### What the task asks
Set out the records below as a JSON list of strings, with one string for each line and any blank lines left out.

*** Records supplied ***

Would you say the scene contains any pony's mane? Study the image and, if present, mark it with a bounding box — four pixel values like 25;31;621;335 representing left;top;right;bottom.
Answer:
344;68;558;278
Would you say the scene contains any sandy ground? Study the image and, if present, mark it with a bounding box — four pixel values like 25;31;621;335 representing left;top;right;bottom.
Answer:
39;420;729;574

***

### Final answer
[
  "Would you say the scene contains any pony's mane? Study the image and, if present, mark it with a bounding box — four pixel values like 25;31;621;335 representing left;top;right;bottom.",
  "Answer:",
  "344;68;558;278",
  "Would you say the scene contains any sandy ground? Study the image and, if present, mark it with a bounding box — four pixel values like 25;31;621;335 representing left;top;right;bottom.",
  "Answer:",
  "39;420;729;574"
]